* begin INFORMATION GIVEN *
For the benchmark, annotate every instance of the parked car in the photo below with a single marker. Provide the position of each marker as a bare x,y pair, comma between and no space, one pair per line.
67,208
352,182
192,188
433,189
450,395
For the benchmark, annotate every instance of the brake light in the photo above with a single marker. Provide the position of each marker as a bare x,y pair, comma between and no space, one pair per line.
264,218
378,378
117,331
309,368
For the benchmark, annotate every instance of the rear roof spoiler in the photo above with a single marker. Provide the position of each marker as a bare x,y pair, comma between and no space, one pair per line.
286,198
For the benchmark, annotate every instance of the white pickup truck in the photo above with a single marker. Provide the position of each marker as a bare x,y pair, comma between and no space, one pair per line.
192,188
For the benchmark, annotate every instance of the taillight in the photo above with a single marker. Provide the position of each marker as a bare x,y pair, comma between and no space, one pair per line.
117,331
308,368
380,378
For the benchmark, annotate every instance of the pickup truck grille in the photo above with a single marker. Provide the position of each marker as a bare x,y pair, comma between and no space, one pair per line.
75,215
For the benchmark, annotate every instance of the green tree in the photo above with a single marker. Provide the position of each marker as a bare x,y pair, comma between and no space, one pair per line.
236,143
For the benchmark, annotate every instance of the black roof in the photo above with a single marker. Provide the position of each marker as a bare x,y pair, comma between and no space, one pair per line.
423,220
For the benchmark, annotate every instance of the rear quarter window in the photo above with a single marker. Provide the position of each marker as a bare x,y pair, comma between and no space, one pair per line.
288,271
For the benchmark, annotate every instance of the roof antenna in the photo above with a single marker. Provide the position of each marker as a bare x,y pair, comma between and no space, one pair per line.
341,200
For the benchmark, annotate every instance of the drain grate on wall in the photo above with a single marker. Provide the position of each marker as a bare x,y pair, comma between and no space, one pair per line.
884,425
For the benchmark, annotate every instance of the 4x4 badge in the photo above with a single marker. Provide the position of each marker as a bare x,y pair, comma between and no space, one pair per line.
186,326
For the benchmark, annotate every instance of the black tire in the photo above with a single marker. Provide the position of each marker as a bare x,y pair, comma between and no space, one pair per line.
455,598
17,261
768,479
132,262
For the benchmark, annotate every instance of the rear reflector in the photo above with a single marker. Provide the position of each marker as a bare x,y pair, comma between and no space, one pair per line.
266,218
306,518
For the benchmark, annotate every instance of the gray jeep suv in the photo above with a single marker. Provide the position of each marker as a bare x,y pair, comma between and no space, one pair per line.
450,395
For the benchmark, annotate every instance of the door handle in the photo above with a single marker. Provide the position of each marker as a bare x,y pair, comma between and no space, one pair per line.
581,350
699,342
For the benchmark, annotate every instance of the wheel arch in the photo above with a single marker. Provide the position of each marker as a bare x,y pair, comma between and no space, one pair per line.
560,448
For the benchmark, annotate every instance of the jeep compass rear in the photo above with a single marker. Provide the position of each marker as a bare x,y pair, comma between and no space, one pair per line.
* end INFORMATION GIVEN *
SET PROBLEM: Lay out as a numbered list every line of the material from the one containing "For the benchmark, annotate every instance of the 4x4" through the last line, inclusive. Leave out blank lines.

OUTPUT BELOW:
1. For the benchmark, annotate every instance of the 4x4 badge in the photo above with a single marker. Provide the position of each marker as a bare x,y pair, comma between and no space, one pair per line.
2. 186,326
3. For the benchmark, annotate every instance of the black tire in the photo above with a single marker. Provide the position of each marker as a bare x,y pair, comma between and no space, one pair per line.
4. 455,598
5. 17,261
6. 768,479
7. 132,262
8. For the benchmark, annotate every instance of the rear reflector in the photo above with a single marker. Provide the position of each marker as a bare x,y pair, comma between and no space, one pair per line.
9. 266,218
10. 306,518
11. For the benchmark, annotate every instance of the gray jeep suv in the photo above with a single marker. Provide the position of each marker as a bare x,y pair, comma between and no space, one pair per line.
12. 450,395
13. For the benchmark, annotate every instance of the door handle in the photo above with a single marker. Provide the position of each marker as a bare x,y pair, comma between and no space, one pair per line.
14. 581,350
15. 699,342
16. For the benchmark, annotate every instance of the wheel arch in the photo above with a single marker. Provide the position of each marker as a bare x,y pair, comma between and no space, one pair per line.
17. 560,448
18. For the benchmark, annotate every instance of the jeep compass rear in the photo above with a single marker. Provide the position of each marker as a bare x,y pair, comma between and no space, one pair per line.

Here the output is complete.